Directions>
Look at the entries below and reproduce them exactly.

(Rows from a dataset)
= = =
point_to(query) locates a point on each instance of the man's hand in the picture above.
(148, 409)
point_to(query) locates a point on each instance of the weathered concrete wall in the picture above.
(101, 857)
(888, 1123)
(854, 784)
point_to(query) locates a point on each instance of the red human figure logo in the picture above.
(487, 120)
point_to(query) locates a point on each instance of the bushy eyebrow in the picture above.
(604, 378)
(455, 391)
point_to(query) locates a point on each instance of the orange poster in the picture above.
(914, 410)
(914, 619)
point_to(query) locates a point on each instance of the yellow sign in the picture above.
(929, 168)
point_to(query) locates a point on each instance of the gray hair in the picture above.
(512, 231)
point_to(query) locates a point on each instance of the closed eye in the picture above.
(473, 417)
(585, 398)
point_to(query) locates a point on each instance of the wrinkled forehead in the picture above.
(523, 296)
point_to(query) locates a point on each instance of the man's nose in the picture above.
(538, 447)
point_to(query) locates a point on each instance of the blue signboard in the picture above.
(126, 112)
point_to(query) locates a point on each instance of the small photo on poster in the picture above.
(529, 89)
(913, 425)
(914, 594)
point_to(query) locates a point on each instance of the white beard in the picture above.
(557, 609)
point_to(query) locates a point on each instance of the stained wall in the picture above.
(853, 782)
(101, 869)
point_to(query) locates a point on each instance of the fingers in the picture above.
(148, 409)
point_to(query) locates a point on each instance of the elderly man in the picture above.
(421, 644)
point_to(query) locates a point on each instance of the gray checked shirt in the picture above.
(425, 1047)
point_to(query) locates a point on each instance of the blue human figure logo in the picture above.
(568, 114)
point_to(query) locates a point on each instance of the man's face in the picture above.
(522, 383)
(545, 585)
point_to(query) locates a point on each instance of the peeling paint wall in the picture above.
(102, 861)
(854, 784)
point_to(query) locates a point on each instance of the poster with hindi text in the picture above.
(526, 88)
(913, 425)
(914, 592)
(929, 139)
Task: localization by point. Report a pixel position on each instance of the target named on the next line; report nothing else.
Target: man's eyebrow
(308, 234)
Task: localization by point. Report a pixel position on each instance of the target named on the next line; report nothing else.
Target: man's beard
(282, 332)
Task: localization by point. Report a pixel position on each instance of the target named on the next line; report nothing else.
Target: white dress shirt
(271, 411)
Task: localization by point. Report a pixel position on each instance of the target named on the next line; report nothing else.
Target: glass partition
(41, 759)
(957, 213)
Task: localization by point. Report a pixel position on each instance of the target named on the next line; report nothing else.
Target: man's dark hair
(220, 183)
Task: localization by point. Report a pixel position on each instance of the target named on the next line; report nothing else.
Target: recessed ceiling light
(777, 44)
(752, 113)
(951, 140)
= = =
Correct output>
point_to(query) locates a point on each instance of the man's hand in the picture above.
(148, 409)
point_to(query) locates a point on each instance of the weathered concrete wall in the picture above.
(101, 857)
(888, 1123)
(854, 784)
point_to(query) locates a point on each instance of the red human figure logo in the picture above.
(487, 120)
point_to(query) locates a point on each instance of the bushy eyebrow in the picture above.
(604, 378)
(455, 391)
point_to(query) locates a point on each instance of the orange poster in the picture above.
(914, 410)
(914, 619)
point_to(query) locates a point on each instance of the yellow sign in the picture above.
(929, 168)
point_to(query) locates a point on each instance of the gray hair in the picture above.
(512, 231)
point_to(query) locates a point on each instance of the closed eye in the picture above.
(473, 417)
(585, 398)
point_to(query) locates a point on each instance of the wrinkled forehead in the picture above.
(523, 296)
point_to(query) locates a point on each instance of the man's nose in the picture above.
(538, 447)
point_to(query) locates a point on each instance of the blue signboard in the picture above.
(126, 112)
point_to(query) locates a point on each instance of the small photo on poster in the picture above.
(529, 89)
(913, 425)
(914, 594)
point_to(query) locates a point on each instance of the white beard in the picture above.
(557, 609)
point_to(query) locates a point on each instance of the stained wall in the picture above.
(853, 782)
(101, 869)
point_to(query) locates a point on each instance of the fingers in the picture above.
(148, 409)
point_to(query) locates a point on each instance of the elderly man in the picture above.
(421, 644)
point_to(query) locates a point on each instance of the gray checked shirt in the picture above.
(425, 1047)
point_to(query) locates a point on each instance of the blue human figure logo in the picture above.
(568, 114)
point_to(query) locates a point on each instance of the man's face in the picture above.
(522, 383)
(545, 585)
point_to(query) locates a point on each instance of the peeling paint wall in the picture above.
(102, 861)
(854, 784)
point_to(query) locates a point on each instance of the poster with hindi text in the picture above.
(526, 88)
(913, 425)
(914, 592)
(929, 139)
Task: localization by point. Report a pixel position on each instance of the target named on the next line; report nothing else.
Target: man's eyebrow
(308, 234)
Task: localization by point. Report a pixel position on each instance of the target named on the next line; report nothing else.
Target: man's beard
(282, 332)
Task: localization by point. Report a pixel position on each instance of the target named on the next line; report nothing else.
Target: white dress shirt
(271, 411)
Task: localization by point. Report a pixel position on each instance of the target named on the next line; report nothing else.
Target: glass partition
(41, 759)
(957, 213)
Task: localization by point. Report a pixel position on each instance of the target named on the next line; report nothing else.
Target: man's dark hair
(220, 183)
Task: localization by point. Report a pixel position on each instance of the target named on the next line; report nothing else.
Target: recessed ceiling light
(777, 44)
(752, 113)
(951, 140)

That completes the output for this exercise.